··· Extrait du texte ···
Normes et réglementations en zone de montagne

 

  • Donner un pouvoir dérogatoire aux Préfets afin qu’ils puissent adapter les modalités de mise en œuvre des normes ou dispositions réglementaires nationales au regard des spécificités locales et de la capacité financière des collectivités locales et des opérateurs économiques compte tenu de leur faible taille singulièrement marquées dans nos zones de montagne.

    Ainsi, à titre d’illustration, quelques exemples de dispositifs qui pourraient justifier d’une adaptation réglementaire :

– permettre de financer des projets publics au-delà de 80% car la part d'autofinancement de 20% peut constituer une charge financière non absorbable par les collectivités locales et, de fait, constitue un frein à la réalisation de projets structurants notamment dans le domaine de la sécurisation de l'approvisionnement en eau potable ou de l'assainissement ;

– simplifier les procédures réglementaires pour la régularisation administrative des captages AEP des collectivités locales, au regard de la faiblesse des pressions anthropiques dans leur bassin d'alimentation croisée avec la taille très réduite des unités de distribution ;

– rééchelonner les délais de mise en conformité des Établissements recevant du public (ERP) aux règles normatives de mise en accessibilité ;

– encourager le développement de groupements d’employeurs multi-sectoriels favorisant la création d’emplois salariés partagés entre l'agriculture, collectivités locales et autres secteurs économiques, compte tenu de la faible taille des opérateurs économiques  qui n’ont pas la taille critique pour créer des emplois à temps plein dans leur structure isolément (avec par exemple déductions fiscales pour les employeurs des frais de structures qui accompagnent la mise en place et la gestion de ces emplois partagés) ;

– faciliter la modernisation de la petite hôtellerie qui, au regard de la forte saisonnalité de leur activité et de la faible taille de ces structures , n'ont pas la capacité à supporter économiquement leur adaptation aux attentes du marché (prévoir dispositifs de soutien aux investissements avec aides spécifiques aux zones de montagne, prévoir possibilité plus importante de déduction fiscale des amortissements) ;

– accompagner financièrement la reconversion de stations de ski  vers des sites d’Activités de Pleine nature 4 saisons.
··· Extrait de données ···
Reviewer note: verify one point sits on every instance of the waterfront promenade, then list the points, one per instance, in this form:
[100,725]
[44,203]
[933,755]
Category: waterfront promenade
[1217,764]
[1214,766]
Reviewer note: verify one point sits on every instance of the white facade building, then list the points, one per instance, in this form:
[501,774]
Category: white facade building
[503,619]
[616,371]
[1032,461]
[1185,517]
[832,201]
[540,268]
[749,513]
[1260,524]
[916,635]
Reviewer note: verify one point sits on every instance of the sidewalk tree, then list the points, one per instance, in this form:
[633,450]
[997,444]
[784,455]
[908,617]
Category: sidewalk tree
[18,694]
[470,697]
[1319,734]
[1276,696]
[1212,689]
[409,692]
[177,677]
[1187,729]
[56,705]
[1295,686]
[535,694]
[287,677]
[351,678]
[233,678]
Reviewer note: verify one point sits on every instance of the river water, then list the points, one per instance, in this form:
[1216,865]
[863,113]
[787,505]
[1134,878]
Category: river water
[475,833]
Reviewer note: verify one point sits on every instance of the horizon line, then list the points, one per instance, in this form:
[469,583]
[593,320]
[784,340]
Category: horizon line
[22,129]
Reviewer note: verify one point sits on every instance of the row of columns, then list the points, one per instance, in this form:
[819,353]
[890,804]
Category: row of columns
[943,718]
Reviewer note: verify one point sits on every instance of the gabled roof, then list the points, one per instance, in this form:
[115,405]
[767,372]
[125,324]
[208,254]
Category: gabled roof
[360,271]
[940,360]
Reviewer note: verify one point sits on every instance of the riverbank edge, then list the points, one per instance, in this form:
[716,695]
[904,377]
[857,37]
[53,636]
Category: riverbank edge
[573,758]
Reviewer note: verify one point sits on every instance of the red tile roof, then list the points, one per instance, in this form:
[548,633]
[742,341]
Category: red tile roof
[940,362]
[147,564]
···
§ Questions:
1 - Comment condenser le paragraphe commençant par « Donner un pouvoir dérogatoire aux Préfets » du texte sur les normes en montagne, tout en conservant ses faits principaux ?
2 - Recopiez mot pour mot le passage du texte sur les normes en montagne qui commence à « Normes et réglementations » et se termine à « zones de montagne. ».
3 - Quelle suite donneriez-vous au texte sur les normes en montagne ? Rédigez la partie qui vient après sa dernière phrase.
Les enregistrements n'ont aucun rôle dans ce travail.

§ Réponses à l'exercice:
1 - Accorder aux préfets un pouvoir de dérogation. Ils pourraient ainsi adapter l'application des normes et règles nationales aux particularités locales. Ils tiendraient aussi compte des moyens financiers des collectivités et des opérateurs économiques, particulièrement petits en zone de montagne.

2 -
Normes et réglementations en zone de montagne

 

  • Donner un pouvoir dérogatoire aux Préfets afin qu’ils puissent adapter les modalités de mise en œuvre des normes ou dispositions réglementaires nationales au regard des spécificités locales et de la capacité financière des collectivités locales et des opérateurs économiques compte tenu de leur faible taille singulièrement marquées dans nos zones de montagne.

3 -
 

Environnement

 

  • Soutenir les politiques vertueuses visant à améliorer le bilan carbone des territoires de Montagne, afin que ces territoires puissent être exemplaires dans la gestion de l'énergie, des déplacements, des déchets, de l'économie circulaire et du mode de consommation en circuits courts. Par exemple il pourrait être suggéré la création de Fonds Carbone à l'échelle des Massifs qui aurait vocation à soutenir des actions en faveur de la montagne, en particulier l'agriculture et la gestion sylvicole ; ce fonds pourrait être alimenté par une partie de l'écotaxe appliquée lors de la délivrance des cartes grises.

 

Gouvernance

 

  • Élargir la représentativité des départements au sein des Comités de Massif, en qualité de chef de file de la solidarité territoriale.

  • Donner plus de moyens financiers aux Comités de Massif afin de pouvoir disposer d’une capacité financière à la hauteur des enjeux spécifiques des zones de montagne. En effet, il y a une forte synergie à encourager sur ces territoires qui se rejoignent sur des enjeux partagés lesquels transcendent les frontières administratives des échelons régionaux.